• Work required:
Report each line in the records below that contains the word "black", copying every such line in full.

(Excerpts from a segmentation dataset)
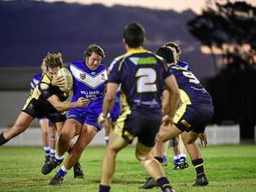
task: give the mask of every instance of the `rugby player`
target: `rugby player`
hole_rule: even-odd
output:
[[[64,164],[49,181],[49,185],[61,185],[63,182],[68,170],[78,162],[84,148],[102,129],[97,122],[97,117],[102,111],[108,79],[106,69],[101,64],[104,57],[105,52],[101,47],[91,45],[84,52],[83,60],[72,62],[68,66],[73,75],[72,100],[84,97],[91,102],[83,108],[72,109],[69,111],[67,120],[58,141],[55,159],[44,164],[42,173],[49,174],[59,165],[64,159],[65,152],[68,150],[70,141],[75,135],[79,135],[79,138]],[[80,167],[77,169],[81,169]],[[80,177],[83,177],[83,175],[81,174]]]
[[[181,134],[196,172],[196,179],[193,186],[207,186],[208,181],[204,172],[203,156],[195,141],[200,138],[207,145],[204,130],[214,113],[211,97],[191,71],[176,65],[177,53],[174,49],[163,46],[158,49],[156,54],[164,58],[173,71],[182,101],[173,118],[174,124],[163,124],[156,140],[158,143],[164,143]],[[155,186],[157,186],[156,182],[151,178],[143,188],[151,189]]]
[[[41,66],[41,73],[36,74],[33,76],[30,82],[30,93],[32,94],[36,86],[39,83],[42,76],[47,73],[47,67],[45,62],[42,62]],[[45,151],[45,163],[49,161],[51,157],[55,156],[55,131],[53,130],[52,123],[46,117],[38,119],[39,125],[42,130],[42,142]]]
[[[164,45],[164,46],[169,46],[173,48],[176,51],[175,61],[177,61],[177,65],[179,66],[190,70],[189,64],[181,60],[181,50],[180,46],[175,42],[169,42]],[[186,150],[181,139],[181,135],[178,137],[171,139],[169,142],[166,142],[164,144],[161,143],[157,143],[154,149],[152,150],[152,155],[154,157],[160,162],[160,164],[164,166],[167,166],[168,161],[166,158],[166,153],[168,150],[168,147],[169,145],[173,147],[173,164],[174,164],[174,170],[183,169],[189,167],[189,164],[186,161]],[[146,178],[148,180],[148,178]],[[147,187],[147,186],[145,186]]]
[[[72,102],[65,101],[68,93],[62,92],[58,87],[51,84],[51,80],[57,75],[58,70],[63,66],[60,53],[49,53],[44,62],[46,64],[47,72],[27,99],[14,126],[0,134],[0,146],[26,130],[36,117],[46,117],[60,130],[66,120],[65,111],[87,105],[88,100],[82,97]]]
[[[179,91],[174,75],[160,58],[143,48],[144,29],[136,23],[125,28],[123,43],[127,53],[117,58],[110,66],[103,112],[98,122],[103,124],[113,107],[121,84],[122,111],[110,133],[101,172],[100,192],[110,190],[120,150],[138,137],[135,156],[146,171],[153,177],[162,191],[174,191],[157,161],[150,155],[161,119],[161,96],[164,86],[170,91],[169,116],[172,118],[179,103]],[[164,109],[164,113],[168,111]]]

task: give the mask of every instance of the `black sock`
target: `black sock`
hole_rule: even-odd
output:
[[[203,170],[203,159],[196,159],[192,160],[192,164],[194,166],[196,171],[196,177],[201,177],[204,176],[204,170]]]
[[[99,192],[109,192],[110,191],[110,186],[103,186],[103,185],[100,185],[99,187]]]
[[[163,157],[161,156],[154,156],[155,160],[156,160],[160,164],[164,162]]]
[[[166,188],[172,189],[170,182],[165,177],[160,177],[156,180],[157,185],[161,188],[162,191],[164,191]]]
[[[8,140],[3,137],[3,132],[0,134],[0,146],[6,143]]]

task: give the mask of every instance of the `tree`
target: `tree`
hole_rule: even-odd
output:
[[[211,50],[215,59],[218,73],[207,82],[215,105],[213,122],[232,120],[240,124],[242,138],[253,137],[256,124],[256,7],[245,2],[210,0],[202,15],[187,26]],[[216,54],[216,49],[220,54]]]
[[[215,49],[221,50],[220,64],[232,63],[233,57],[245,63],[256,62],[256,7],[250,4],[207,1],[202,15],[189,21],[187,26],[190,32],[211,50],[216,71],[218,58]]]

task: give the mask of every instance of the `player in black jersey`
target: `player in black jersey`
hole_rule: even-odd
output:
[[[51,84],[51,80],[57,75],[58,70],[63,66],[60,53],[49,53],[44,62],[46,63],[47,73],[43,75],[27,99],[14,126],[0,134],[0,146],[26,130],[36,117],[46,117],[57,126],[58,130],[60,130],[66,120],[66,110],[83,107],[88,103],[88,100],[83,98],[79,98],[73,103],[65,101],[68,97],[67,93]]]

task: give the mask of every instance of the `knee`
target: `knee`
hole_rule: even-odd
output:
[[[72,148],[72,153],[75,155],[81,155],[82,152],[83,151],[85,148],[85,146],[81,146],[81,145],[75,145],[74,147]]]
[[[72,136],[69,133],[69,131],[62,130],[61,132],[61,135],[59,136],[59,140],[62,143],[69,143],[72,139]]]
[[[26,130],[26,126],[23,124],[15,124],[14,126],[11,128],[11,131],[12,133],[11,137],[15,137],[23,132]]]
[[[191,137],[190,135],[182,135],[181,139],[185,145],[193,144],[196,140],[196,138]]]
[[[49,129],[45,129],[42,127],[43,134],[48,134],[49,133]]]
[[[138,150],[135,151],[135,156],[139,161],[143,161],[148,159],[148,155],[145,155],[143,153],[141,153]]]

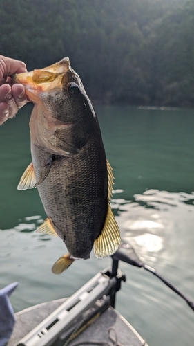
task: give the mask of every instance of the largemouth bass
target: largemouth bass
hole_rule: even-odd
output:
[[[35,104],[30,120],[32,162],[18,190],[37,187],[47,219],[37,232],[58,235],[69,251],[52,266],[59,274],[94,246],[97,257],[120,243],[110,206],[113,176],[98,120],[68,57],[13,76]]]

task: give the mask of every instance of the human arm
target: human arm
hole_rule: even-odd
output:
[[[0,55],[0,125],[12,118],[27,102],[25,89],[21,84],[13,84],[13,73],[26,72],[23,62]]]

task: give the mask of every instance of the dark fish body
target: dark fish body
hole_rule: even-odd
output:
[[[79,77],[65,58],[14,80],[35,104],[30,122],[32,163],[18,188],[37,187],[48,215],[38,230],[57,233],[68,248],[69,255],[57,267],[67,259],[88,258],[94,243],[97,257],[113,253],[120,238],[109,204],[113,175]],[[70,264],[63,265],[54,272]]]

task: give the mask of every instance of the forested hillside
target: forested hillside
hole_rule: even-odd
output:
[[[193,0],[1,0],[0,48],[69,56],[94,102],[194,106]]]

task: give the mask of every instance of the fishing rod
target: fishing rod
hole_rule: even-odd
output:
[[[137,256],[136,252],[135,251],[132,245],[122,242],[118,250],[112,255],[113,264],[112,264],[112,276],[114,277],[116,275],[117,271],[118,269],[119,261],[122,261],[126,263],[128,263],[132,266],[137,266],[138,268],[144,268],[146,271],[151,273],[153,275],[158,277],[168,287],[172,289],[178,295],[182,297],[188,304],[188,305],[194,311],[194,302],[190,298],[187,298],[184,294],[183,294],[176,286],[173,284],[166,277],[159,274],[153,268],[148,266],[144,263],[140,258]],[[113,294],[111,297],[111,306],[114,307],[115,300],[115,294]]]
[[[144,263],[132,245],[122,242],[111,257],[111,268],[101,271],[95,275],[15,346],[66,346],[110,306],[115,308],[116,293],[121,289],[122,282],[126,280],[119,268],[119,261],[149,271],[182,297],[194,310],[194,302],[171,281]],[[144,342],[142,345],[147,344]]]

• Result below:
task: give the mask of every instance of the `black sock`
target: `black sock`
task: give the mask of every instance of the `player in black jersey`
target: `player in black jersey`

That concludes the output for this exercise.